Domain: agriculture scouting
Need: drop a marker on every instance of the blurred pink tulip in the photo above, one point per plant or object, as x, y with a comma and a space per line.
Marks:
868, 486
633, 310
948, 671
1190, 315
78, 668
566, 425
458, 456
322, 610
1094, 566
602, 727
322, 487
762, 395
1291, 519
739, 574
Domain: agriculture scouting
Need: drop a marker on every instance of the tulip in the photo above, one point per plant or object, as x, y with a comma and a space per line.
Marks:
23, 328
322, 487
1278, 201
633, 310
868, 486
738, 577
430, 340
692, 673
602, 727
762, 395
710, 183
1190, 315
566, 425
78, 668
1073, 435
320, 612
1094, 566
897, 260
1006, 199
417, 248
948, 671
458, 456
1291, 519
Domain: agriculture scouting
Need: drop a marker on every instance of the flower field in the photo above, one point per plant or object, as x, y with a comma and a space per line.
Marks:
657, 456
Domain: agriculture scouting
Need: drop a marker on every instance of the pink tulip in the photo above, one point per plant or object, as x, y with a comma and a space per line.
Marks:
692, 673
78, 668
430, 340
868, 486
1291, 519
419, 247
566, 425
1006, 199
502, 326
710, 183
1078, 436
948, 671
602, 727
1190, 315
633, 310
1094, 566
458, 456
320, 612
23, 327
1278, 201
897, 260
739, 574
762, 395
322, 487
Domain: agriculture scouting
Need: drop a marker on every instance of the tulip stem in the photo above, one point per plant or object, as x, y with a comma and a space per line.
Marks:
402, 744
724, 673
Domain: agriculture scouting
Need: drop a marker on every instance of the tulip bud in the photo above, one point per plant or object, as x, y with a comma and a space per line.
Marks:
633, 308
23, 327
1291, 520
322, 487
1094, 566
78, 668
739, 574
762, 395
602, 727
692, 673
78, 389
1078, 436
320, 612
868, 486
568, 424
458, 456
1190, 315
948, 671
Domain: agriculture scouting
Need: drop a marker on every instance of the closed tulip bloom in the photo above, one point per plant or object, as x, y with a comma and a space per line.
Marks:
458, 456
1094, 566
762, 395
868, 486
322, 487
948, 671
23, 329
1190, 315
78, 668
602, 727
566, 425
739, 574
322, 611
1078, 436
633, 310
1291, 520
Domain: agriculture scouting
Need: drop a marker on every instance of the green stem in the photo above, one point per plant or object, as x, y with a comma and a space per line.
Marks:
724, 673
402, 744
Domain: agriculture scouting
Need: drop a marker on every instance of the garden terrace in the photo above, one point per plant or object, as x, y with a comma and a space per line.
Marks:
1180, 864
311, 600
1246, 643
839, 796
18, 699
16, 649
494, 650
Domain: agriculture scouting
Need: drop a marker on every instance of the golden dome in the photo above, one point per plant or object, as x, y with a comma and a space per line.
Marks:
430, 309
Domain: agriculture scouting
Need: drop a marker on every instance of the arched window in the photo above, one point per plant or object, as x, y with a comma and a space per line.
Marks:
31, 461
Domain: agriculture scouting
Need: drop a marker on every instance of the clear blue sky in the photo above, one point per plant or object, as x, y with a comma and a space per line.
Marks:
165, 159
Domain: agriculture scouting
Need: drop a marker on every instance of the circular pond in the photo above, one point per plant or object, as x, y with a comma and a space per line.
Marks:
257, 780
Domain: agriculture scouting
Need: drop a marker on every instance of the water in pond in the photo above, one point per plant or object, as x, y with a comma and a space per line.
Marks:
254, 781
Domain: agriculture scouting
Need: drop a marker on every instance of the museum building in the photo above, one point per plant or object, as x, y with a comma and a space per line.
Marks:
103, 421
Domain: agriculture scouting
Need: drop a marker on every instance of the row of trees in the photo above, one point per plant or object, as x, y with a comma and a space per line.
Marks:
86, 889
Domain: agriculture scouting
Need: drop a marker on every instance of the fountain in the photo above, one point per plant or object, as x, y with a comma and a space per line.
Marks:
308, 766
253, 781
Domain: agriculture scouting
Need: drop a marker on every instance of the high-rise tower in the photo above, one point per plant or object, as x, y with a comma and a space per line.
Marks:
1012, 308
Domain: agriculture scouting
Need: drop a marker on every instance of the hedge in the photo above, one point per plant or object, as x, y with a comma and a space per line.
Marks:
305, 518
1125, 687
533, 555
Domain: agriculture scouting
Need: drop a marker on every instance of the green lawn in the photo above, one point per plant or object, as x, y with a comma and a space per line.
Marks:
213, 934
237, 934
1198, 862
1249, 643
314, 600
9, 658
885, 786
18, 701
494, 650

══════

• [Request] Every entry in the listing must be retyped exactly.

• [Solution to this exercise]
Domain: agriculture scouting
Need: drop a marker on every instance of the blurred pink tulip in the photo above, one point per plant or object, as x, y with a comma and a space per line.
Marks:
868, 486
633, 310
948, 671
1190, 315
78, 668
566, 425
458, 456
322, 610
1094, 566
602, 727
322, 487
762, 395
1291, 519
739, 574
Domain: agriculture scouting
Need: drop a marker on every instance of the tulip in the photo above, one point per plant or object, as x, y with a comma and a space per line.
Marks:
23, 328
322, 487
1278, 201
633, 310
868, 486
738, 577
430, 340
692, 673
602, 727
762, 395
710, 183
1190, 315
566, 425
78, 668
1073, 435
320, 612
1094, 566
897, 260
1006, 199
417, 248
948, 671
458, 456
1291, 519
Domain: agriculture scouting
Need: drop a marker on every instance of the flower field in the photo above, one point per plant or object, as x, y with a comma and a space per line.
Marks:
657, 456
Domain: agriculture scouting
Need: drop a marker on every instance of the pink tulip in the photo above, one point per plant or object, as x, y with a comma and a space per line.
Marks:
692, 673
78, 668
430, 340
868, 486
1291, 519
419, 247
566, 425
1006, 199
502, 326
710, 183
1078, 436
948, 671
602, 727
1190, 315
633, 310
1094, 566
458, 456
320, 612
23, 327
1278, 201
897, 260
739, 574
762, 395
322, 487
Domain: agriculture scouting
Need: drop a marker on every instance of the tulip stem in the photo above, one point per plant or object, as x, y with a comma and a space per line.
Marks:
402, 744
724, 673
Domain: agriculture scouting
Need: drop a marker on every instance of the tulip bud in the photo above, one point per plant or object, as x, y with a comma and a space per line.
Marks:
633, 308
23, 327
1291, 520
322, 487
1094, 566
78, 668
739, 574
762, 395
602, 727
692, 673
78, 389
1078, 436
320, 612
868, 486
568, 424
458, 456
1190, 315
948, 671
Domain: agriculture scouting
Need: drop a marker on every instance of the closed tulip bloom in the photo above, one point per plant or object, as x, y with a comma and a space per line.
Marks:
458, 456
1094, 566
762, 395
868, 486
322, 487
948, 671
23, 329
1190, 315
78, 668
602, 727
566, 425
739, 574
322, 611
1078, 436
633, 310
1291, 520
Domain: agriculture scouting
Need: drop a marker on every instance of the green stem in the photo above, one point per plant or object, as x, y with a comma and a space per line.
Marks:
724, 673
402, 744
Domain: agriculture scouting
Need: drop a marker on every instance of the garden terrace in the photo above, one point per plant or object, as x, y with a comma and a space per line.
Marks:
1180, 864
311, 600
1246, 643
839, 796
18, 699
16, 649
494, 650
Domain: agriculture scouting
Need: drop a marker on every instance of the golden dome in the photo above, one point per plant or object, as x, y with a comma and a space per line.
Marks:
430, 309
Domain: agriculture scouting
Need: drop a marker on every instance of the arched window in the photo above, one point per plant or object, as x, y with a comma and a space per line.
Marks:
31, 461
Domain: agriculture scouting
Need: drop a marker on every instance of the clear blue sky in the photo above, one point per plant or object, as x, y with a comma and a space per line.
Marks:
165, 159
Domain: agriculture scouting
Need: drop a marker on every instance of the circular pond in the photo above, one point per plant or object, as x, y with a comma and a space per line.
Marks:
257, 780
Domain: agriculture scouting
Need: drop a marker on every instance of the water in pond in the photo above, one point per plant or object, as x, y with a comma and a space per line.
Marks:
254, 781
Domain: agriculture scouting
Need: drop a marker on every instance of the museum building in the photo above, one point per plant or object, as x, y with a comma and a space per line.
Marks:
103, 421
Domain: agriculture scouting
Need: drop a marker on every instance of the row of trees in the photo above, one point per plant or object, as x, y with a comma and a space per line.
Marks:
86, 889
Domain: agriculture scouting
Need: drop a marker on every instance of the fountain in the photo above, one point per plant or object, as x, y with a comma and a space per line.
Marks:
308, 766
253, 781
Domain: agriculture scouting
Need: drop a marker on every instance of the high-rise tower in the photo above, one point per plant or object, as x, y with a comma and a space per line.
Marks:
1012, 308
Domain: agriculture scouting
Need: drop a marker on every instance of the hedge in the photo above, one point per plant or object, as x, y with a comma and a space per line.
Marks:
305, 518
1125, 687
533, 555
Domain: agriculture scouting
Need: drop a marker on every instance of the green lawn in the photo above, one point per plant or object, as x, y with a comma and a space per line.
Marks:
213, 934
237, 934
1198, 862
1249, 643
314, 600
9, 658
885, 786
18, 701
494, 650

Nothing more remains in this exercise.